··· Information ···
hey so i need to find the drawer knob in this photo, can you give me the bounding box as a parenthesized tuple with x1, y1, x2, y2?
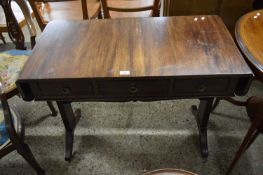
(129, 86, 138, 93)
(62, 87, 71, 94)
(197, 85, 206, 92)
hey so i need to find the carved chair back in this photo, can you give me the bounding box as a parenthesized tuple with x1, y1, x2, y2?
(28, 0, 99, 31)
(0, 0, 36, 49)
(100, 0, 160, 18)
(0, 0, 57, 113)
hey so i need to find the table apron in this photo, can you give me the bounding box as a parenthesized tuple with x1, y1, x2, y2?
(16, 76, 252, 102)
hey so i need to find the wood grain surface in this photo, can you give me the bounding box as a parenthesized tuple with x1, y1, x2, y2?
(19, 16, 252, 80)
(236, 9, 263, 80)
···
Return the complete data unchanged and include none of the pictures.

hey so i need to find the drawer knob in this photo, can you give me the bounding box as a parenthesized tuple with x1, y1, x2, y2?
(129, 86, 138, 93)
(62, 87, 71, 94)
(197, 85, 206, 92)
hey so i need to find the carved chair back in this photo, can you give me the bounding box as a parenthesized tuple with x1, y1, x2, y2?
(28, 0, 99, 31)
(0, 0, 36, 49)
(100, 0, 160, 18)
(0, 0, 57, 113)
hey so i need to find the table apron in this photo, can you give me the bounding box as a parenthesized tuple with x1, y1, x2, y2?
(16, 76, 252, 102)
hey so i need to find the wood grain surface in this photo, can you give me the bounding box as a parenthesized tuple with x1, y1, x2, y2?
(19, 16, 252, 80)
(236, 9, 263, 80)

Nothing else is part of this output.